Problem statement
Out of the entries that follow, copy each line containing "coating".

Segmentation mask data
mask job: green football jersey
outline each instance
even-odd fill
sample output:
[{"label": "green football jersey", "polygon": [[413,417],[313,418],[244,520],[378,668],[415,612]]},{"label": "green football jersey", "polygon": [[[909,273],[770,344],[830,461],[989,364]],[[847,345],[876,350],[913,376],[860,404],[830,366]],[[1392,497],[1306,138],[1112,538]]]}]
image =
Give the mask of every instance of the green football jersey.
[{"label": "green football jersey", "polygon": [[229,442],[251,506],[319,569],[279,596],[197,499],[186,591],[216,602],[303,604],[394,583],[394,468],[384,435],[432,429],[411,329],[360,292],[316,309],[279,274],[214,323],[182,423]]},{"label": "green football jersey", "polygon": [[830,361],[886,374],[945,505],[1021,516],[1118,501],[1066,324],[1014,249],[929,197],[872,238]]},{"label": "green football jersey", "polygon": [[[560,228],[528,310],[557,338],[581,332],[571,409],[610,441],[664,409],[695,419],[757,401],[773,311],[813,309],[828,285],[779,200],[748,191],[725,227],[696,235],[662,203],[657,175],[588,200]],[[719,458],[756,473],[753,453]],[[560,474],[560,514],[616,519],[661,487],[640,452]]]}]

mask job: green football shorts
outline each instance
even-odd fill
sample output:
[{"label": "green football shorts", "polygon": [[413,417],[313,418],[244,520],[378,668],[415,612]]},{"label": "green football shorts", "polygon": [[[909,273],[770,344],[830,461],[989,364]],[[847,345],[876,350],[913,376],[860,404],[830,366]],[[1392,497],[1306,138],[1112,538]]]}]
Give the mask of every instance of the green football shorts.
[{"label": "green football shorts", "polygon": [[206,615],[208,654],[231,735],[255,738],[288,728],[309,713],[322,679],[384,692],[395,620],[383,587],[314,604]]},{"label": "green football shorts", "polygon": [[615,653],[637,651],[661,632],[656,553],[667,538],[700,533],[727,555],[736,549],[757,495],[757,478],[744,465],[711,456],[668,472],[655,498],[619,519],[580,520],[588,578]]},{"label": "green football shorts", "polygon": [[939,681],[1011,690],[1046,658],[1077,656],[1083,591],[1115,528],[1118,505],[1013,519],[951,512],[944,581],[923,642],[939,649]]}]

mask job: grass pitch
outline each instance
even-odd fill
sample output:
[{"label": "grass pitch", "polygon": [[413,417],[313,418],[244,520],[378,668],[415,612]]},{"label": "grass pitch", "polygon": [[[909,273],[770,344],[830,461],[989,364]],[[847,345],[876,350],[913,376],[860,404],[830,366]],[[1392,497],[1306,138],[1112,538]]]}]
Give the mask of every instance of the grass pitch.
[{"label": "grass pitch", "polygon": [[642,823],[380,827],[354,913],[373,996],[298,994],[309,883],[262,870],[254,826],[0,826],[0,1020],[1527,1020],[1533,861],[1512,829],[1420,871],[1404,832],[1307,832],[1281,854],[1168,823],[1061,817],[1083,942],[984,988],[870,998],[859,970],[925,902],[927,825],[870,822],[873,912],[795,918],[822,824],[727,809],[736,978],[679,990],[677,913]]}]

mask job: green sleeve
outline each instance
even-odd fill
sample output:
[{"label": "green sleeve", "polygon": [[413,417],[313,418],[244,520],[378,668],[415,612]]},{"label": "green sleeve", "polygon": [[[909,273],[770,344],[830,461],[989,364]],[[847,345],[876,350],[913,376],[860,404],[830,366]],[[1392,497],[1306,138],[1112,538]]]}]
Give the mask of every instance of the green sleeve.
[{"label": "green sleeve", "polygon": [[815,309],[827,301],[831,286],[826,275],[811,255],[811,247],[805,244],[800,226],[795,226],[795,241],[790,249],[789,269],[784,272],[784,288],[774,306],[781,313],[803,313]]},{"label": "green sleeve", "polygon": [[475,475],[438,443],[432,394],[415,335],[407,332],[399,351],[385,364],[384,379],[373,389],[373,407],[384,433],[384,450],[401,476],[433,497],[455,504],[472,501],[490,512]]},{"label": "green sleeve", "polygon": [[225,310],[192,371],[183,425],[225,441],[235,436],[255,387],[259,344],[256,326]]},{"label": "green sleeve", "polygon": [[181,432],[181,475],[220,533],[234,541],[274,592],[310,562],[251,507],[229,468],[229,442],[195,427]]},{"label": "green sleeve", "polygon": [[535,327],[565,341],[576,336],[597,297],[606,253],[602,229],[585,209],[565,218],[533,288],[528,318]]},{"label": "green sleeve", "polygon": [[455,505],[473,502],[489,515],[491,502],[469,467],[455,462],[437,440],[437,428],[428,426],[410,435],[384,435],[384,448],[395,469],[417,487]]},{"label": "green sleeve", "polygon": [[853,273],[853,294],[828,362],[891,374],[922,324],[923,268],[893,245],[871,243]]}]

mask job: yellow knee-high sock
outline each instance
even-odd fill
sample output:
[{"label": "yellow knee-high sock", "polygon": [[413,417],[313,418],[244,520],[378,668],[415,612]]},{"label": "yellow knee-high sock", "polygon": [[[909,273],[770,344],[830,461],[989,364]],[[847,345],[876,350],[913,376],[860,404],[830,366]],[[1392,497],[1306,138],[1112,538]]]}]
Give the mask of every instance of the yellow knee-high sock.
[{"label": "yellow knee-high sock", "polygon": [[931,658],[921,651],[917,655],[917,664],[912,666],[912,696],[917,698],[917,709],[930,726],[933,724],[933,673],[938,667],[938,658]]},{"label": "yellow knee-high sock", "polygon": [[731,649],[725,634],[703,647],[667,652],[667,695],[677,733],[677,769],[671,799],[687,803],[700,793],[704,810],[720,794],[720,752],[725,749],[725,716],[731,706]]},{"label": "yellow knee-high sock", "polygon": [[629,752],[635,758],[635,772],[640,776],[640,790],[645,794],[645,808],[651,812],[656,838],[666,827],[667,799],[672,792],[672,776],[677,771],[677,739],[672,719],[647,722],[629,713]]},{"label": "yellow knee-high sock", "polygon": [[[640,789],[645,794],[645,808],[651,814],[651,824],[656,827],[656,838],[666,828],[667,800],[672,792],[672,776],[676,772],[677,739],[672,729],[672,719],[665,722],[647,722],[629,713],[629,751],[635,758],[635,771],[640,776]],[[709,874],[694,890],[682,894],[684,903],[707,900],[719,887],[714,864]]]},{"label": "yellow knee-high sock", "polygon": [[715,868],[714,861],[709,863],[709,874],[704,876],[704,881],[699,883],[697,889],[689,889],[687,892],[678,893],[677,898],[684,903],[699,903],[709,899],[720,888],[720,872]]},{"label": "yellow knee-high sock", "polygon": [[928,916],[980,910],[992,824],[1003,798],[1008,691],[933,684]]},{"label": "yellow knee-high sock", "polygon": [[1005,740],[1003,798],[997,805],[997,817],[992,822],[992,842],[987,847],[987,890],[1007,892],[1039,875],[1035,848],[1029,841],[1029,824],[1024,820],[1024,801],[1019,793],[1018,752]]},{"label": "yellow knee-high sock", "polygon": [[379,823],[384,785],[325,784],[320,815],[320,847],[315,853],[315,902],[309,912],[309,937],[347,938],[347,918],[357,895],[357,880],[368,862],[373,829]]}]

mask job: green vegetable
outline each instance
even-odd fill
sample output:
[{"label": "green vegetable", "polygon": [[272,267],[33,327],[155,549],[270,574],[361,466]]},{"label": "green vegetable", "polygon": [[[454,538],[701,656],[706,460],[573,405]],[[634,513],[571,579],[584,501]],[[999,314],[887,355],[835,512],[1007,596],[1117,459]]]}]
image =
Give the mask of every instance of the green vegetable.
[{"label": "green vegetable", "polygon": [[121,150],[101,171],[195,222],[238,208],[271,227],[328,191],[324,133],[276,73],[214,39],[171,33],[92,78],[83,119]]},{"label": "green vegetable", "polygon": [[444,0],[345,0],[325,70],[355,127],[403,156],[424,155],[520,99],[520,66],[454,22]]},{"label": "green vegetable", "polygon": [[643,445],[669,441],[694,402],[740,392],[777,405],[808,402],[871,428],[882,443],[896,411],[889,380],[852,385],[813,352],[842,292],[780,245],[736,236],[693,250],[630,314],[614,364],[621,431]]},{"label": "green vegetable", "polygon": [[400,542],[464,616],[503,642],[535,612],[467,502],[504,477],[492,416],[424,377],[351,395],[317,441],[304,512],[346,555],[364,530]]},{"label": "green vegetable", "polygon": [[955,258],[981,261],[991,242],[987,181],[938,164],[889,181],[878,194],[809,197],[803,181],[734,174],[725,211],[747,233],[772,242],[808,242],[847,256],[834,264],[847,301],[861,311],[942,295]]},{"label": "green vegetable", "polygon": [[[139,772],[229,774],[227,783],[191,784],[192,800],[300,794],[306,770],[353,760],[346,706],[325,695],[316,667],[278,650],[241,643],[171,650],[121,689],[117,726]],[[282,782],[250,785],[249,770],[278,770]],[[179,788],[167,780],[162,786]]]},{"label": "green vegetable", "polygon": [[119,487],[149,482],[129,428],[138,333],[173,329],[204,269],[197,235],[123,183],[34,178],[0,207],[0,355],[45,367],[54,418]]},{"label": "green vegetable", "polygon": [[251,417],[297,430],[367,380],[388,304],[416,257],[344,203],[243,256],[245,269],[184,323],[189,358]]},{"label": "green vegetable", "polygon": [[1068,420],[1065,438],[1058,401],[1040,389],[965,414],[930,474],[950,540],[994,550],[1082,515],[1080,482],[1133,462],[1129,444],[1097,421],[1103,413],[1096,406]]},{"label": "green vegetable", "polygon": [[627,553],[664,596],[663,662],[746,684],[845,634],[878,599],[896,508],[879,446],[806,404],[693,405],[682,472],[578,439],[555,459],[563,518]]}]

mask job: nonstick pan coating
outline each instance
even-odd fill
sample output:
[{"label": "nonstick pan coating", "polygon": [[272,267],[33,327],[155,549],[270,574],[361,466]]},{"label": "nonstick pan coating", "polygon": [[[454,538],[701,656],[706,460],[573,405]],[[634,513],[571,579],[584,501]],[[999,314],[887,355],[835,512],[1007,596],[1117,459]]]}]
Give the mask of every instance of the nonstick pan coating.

Answer space
mask job: nonstick pan coating
[{"label": "nonstick pan coating", "polygon": [[272,267],[33,327],[155,549],[270,574],[361,466]]},{"label": "nonstick pan coating", "polygon": [[[454,538],[701,656],[706,460],[573,405]],[[634,513],[571,579],[584,501]],[[999,314],[887,355],[835,512],[1007,596],[1117,459]]]}]
Give the mask of every instance of the nonstick pan coating.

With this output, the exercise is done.